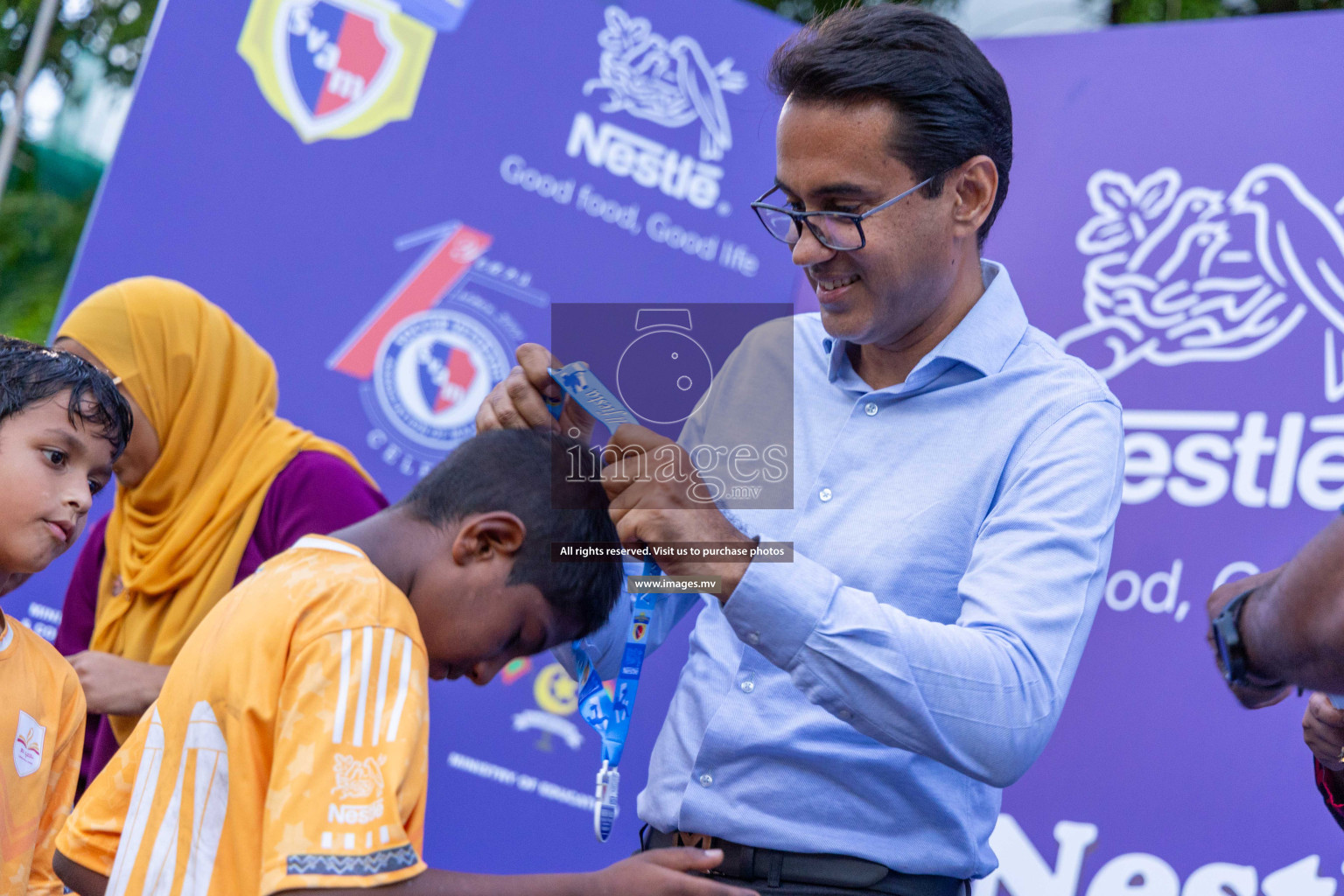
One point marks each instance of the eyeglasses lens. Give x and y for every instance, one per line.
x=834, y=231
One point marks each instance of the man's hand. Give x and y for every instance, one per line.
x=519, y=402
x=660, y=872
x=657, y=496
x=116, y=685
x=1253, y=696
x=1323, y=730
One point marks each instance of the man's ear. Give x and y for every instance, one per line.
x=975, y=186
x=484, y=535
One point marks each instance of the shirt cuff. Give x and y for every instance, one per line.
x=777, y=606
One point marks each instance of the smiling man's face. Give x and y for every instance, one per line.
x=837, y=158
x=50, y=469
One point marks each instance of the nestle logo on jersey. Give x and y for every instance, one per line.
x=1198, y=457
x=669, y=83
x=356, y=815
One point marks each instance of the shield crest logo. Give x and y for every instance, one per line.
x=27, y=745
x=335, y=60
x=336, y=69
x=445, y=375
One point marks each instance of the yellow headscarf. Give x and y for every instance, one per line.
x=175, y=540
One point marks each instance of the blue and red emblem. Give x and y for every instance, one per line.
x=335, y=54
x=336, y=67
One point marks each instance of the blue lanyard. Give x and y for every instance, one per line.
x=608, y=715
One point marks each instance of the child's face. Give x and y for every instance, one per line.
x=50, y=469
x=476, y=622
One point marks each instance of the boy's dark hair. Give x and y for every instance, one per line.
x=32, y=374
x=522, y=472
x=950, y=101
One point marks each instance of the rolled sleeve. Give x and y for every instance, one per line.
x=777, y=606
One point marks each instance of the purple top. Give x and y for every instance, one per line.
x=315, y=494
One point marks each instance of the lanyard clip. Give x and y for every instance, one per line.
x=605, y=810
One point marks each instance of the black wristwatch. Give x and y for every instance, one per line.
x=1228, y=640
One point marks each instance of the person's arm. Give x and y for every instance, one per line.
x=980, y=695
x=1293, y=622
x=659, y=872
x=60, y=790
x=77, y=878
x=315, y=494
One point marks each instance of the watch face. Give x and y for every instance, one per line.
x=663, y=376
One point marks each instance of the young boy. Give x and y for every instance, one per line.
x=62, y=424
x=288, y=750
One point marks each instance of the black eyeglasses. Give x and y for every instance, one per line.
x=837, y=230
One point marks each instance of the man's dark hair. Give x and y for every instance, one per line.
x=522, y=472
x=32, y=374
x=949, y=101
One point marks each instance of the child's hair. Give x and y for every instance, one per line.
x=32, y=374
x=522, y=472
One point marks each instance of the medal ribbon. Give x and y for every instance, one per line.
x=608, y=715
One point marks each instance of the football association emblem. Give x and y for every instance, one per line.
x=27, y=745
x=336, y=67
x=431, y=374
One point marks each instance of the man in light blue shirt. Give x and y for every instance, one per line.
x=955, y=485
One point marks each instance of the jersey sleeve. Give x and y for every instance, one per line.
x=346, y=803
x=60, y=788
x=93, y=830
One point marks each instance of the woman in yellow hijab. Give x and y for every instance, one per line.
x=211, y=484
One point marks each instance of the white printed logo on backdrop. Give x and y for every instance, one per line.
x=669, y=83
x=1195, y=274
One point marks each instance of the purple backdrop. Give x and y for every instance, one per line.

┄┄┄┄┄┄┄┄┄┄┄┄┄┄┄┄┄┄┄┄

#### THE PROBLEM
Write out every line of the records above unchanged, leaving out the picture.

#### FINISHED ANSWER
One point marks each instance of the eyeglasses lens. Give x and y for every instance, one per line.
x=834, y=231
One point marks each instance of the man's hand. Give x and y for every instance, one per line.
x=519, y=402
x=660, y=872
x=657, y=496
x=116, y=685
x=1253, y=696
x=1323, y=730
One point marks each instance of the man's ear. Give x and y for every instance, one per line.
x=975, y=186
x=484, y=535
One point marks each instance of the shirt cuff. Give x and y for every instance, one per line.
x=777, y=606
One point marks each instance of the smiling man's face. Give x and y for every instance, one per line.
x=837, y=158
x=50, y=469
One point marks each instance of the nestle logo on jersey. Give x and y for every instance, one per line.
x=1198, y=457
x=669, y=83
x=356, y=815
One point marks each instance of the shield crest logo. Give x and y for every instance, one per line.
x=27, y=745
x=335, y=60
x=336, y=69
x=445, y=375
One point marks each instance of the yellow headscarf. Give x and y for every instance, one per line.
x=175, y=540
One point marks each instance of the blue and red emblem. Give x and y for every instance, one per line.
x=335, y=54
x=336, y=67
One point marks each instance of the blue lanyard. Give x and y for every instance, one per line.
x=608, y=715
One point marks each instance of the child's face. Give x and y for every instance, one per line.
x=50, y=469
x=476, y=622
One point marks each instance of the boy's dark hair. Give x and y for every instance, one per line.
x=32, y=374
x=522, y=472
x=950, y=101
One point marks each instance of the rolled sleeve. Give x and y for every instance, one per line.
x=777, y=606
One point marks each instance of the purple top. Give x and y for every instance, one per line.
x=315, y=494
One point marks each instance of the lanyard clip. Give x and y for every instance, one per line.
x=605, y=810
One point marks each instance of the black wristwatch. Give x and y for every instance, one per line.
x=1228, y=640
One point marks each instance of the person's arm. Give x and y for every instance, one per line.
x=980, y=695
x=1293, y=622
x=659, y=872
x=60, y=790
x=77, y=878
x=315, y=494
One point marks each instance of the watch face. Give x and y for every instance, one per line.
x=663, y=376
One point marks each instance of the young boy. Give x and y for every instance, one per line.
x=62, y=424
x=288, y=750
One point marks each instance of the black eyeglasses. Give x and y for every instance, one per line.
x=837, y=230
One point marks each instance of the man's dark hair. Give x and y for every instance, one per line.
x=522, y=472
x=32, y=374
x=949, y=101
One point marks each instance of the child's hair. Give x and y for every instance, one per line.
x=32, y=374
x=522, y=472
One point marks each instance of the medal ribbon. Give x and y for every instance, one per line.
x=608, y=715
One point marks each instance of the football association emblem. Give x and y for every instance, one per line.
x=27, y=745
x=336, y=67
x=431, y=374
One point marks each instance of the man in light blue shirt. Give x and y for every instance, one per line.
x=955, y=485
One point marks each instance of the jersey sleeve. Give x and y for every instance, one per line.
x=346, y=803
x=60, y=788
x=93, y=830
One point marks each instance of the woman in yellow hijab. Give x and y for every instance, one per line.
x=211, y=484
One point marks each instance of the white printed logo on backdrop. Give x and y for every instance, one per line.
x=669, y=83
x=1195, y=274
One point marks each instance of the purple backdrop. Give x and y for every instance, one per line.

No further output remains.